### Task
Every entry should be copied exactly, with nothing added or dropped.

### Working data
-----
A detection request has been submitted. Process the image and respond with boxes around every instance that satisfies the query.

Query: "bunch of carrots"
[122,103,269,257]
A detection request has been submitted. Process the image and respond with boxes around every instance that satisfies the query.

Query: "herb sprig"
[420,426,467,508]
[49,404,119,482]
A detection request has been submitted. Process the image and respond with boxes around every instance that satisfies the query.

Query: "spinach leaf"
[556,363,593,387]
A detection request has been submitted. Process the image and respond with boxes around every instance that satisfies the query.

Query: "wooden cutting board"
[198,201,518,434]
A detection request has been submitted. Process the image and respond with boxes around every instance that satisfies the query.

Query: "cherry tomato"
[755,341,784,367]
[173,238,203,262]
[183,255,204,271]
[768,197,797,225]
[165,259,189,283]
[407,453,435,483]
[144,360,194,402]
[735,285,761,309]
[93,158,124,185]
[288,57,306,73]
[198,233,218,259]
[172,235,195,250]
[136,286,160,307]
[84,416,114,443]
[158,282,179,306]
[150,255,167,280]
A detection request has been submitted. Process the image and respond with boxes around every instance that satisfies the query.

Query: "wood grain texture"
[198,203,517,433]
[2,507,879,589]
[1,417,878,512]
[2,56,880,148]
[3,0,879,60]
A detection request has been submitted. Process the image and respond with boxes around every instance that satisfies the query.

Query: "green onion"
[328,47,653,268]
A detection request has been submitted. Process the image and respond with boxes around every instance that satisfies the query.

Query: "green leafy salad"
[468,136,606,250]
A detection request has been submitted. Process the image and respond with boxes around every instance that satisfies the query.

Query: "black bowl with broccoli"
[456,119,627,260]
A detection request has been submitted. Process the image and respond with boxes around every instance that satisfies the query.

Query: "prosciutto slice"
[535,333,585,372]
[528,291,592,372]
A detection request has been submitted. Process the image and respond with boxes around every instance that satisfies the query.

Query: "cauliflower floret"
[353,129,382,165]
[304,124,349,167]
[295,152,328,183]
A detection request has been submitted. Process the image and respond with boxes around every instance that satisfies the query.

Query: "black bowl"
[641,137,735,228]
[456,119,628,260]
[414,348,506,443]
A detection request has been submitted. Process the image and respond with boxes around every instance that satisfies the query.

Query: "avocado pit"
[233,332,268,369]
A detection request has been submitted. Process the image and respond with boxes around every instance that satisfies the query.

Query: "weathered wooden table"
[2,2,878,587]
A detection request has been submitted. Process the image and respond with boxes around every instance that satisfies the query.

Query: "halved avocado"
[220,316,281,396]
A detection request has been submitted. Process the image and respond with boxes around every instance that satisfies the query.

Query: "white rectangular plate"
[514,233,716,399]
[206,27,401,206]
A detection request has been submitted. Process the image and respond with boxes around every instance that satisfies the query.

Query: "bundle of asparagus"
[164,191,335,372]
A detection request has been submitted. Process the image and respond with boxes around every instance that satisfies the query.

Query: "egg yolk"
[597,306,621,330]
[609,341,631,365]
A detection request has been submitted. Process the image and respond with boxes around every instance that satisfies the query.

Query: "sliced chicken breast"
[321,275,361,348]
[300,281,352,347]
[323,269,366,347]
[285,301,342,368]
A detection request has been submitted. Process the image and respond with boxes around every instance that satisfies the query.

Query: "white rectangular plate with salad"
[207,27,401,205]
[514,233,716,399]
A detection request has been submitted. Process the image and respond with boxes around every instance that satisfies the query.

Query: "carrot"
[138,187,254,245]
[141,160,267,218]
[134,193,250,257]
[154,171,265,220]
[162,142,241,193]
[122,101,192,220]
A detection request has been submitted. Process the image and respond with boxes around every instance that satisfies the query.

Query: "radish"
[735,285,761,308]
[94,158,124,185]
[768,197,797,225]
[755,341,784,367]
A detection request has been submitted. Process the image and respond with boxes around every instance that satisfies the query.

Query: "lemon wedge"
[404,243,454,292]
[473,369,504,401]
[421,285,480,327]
-----
### Answer to the problem
A detection request has been submitted. Process the image and respond with boxes around every instance that satisfies the query.

Query: "bunch of carrots"
[122,103,269,257]
A detection request has been submitted. Process the image and respond with boxes around every instance that satisfies the query.

Query: "herb sprig"
[420,426,467,508]
[49,404,119,482]
A detection request has been submitted. Process the image and respond with boxes around every instance that satisfies the query.

Query: "spinach leaf"
[556,363,593,387]
A detection request has been submitted. Process the image and respond with boxes around every instance that satisfies the query.

Query: "wooden cutting board"
[198,201,518,434]
A detection request has been submitted. Process the image and respond with boxes around every instance that satisfies the query.

Query: "cherry tomato"
[755,341,784,367]
[173,238,203,262]
[183,255,204,271]
[768,197,797,225]
[165,259,189,283]
[407,453,435,483]
[144,360,194,402]
[735,285,761,309]
[93,158,124,185]
[288,57,306,73]
[198,233,218,259]
[172,235,195,250]
[136,286,160,307]
[84,416,114,443]
[158,282,179,306]
[150,255,167,280]
A detection request has been submitted. Process the image and respond with boxes around every instance that satisfies the query.

Query: "wood grain texture"
[198,203,517,433]
[2,507,879,589]
[1,417,878,512]
[2,56,880,148]
[3,0,879,60]
A detection request has been submitted. Process the image and respond with boxes around every instance that satisfies the query.

Query: "green onion"
[328,47,653,268]
A detection request has been submitted. Process the image and respond with boxes around every instance that satisfies the query.

Query: "green leafy salad"
[468,136,606,250]
A detection request has been submitted. Process the image and respond with boxes around every instance that satisfies the query.

Query: "black bowl with broccoli"
[456,119,627,260]
A detection request has been submitted. Process the image and respond with boxes around every instance that satisfies the query.

Query: "prosciutto slice"
[535,333,585,372]
[528,291,592,372]
A detection request has been submitted. Process the image and respond with boxes around every instance that satisfies the query.

Query: "cauliflower floret"
[353,129,382,165]
[304,124,349,167]
[295,152,328,183]
A detection request has been submitted. Process the image and respond with boxes around every instance that satisfies the query.

Query: "black bowl"
[641,137,735,228]
[456,119,628,260]
[414,348,506,443]
A detection request has been submitted. Process the image and respond with boxes around every instance that satisfies the query.

Query: "avocado pit"
[233,332,268,369]
A detection request has been submitted. Process the image and respond with boxes around every instance that satisfies the query.

Query: "weathered wooden table"
[2,2,878,587]
A detection request has been submitted. Process the image and respond with boxes around every instance that satisfies the query.

Query: "halved avocado"
[220,316,281,396]
A detection request has been submitted. Process the image and respond with boxes around every instance that satisfies the query.

Query: "white rectangular plate"
[514,233,716,399]
[206,27,401,206]
A detection request has been submitted. Process the image and respond with boxes around every instance that satisfies the query.

Query: "bundle of asparagus"
[164,191,335,372]
A detection request has been submitted. Process the image and respond with boxes around every instance that satisfies the query.

Query: "egg yolk"
[597,306,621,330]
[609,341,631,365]
A detection request has been submitted. Process the image and respond with boxes around every instance that satisfies the query.

Query: "sliced chicken breast"
[321,275,361,348]
[300,281,352,347]
[323,269,366,347]
[285,301,342,368]
A detection request has been submitted. Process the image and respond with boxes around every instance that satisfies the query.

Query: "white rectangular plate with salad"
[207,27,401,205]
[514,233,716,399]
A detection request has been submitted. Process the image and respond with boxes around every instance that satisfies the query.

Query: "carrot"
[138,187,254,245]
[141,160,267,218]
[134,193,250,257]
[154,171,265,220]
[162,142,241,193]
[122,101,192,220]
A detection request has been submitted. Process the image and respond with boxes around every instance that satisfies the query.

Query: "radish"
[735,285,761,308]
[94,158,124,185]
[768,197,797,225]
[755,341,784,367]
A detection request has been submitted. Process the image and respond with boxes around every instance that satisfies the query.

Query: "lemon wedge"
[404,243,454,292]
[473,369,504,401]
[421,285,480,327]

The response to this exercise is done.